EXERCISE REQUIREMENTS — How many lines of the data below contain the string "bronze"? Reply with the number only.

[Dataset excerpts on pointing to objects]
::::::

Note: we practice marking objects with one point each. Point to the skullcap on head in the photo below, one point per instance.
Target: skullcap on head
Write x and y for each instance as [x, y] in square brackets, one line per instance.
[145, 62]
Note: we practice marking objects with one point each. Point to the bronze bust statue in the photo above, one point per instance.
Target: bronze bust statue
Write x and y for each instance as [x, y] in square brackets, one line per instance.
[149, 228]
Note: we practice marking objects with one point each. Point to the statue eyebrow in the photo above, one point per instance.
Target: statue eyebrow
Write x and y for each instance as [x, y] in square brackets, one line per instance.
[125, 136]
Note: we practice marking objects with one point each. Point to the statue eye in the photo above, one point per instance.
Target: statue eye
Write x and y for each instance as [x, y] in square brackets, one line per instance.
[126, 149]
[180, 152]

::::::

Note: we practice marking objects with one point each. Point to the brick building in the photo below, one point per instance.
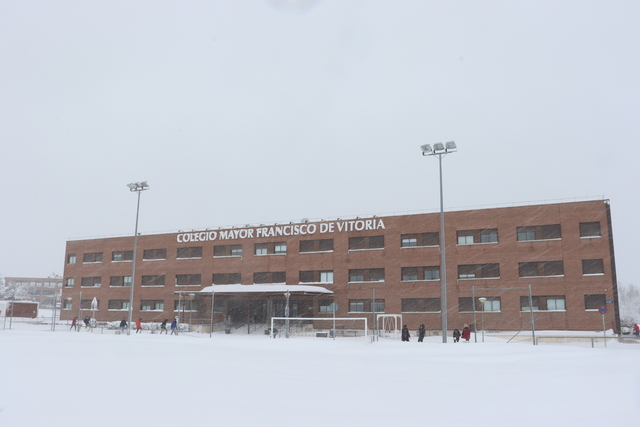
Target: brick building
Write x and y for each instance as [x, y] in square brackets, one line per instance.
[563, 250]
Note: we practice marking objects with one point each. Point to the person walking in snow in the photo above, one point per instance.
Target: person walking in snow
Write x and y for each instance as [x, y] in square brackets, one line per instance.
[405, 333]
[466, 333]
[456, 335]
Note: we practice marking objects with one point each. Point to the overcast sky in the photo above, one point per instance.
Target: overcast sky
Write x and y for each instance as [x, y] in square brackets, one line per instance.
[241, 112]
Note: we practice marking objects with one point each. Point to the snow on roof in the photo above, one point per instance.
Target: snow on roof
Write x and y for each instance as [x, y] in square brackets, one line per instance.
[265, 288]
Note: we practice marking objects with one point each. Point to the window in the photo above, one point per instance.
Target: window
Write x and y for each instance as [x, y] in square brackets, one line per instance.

::::::

RESPONSE TO THE TASK — 2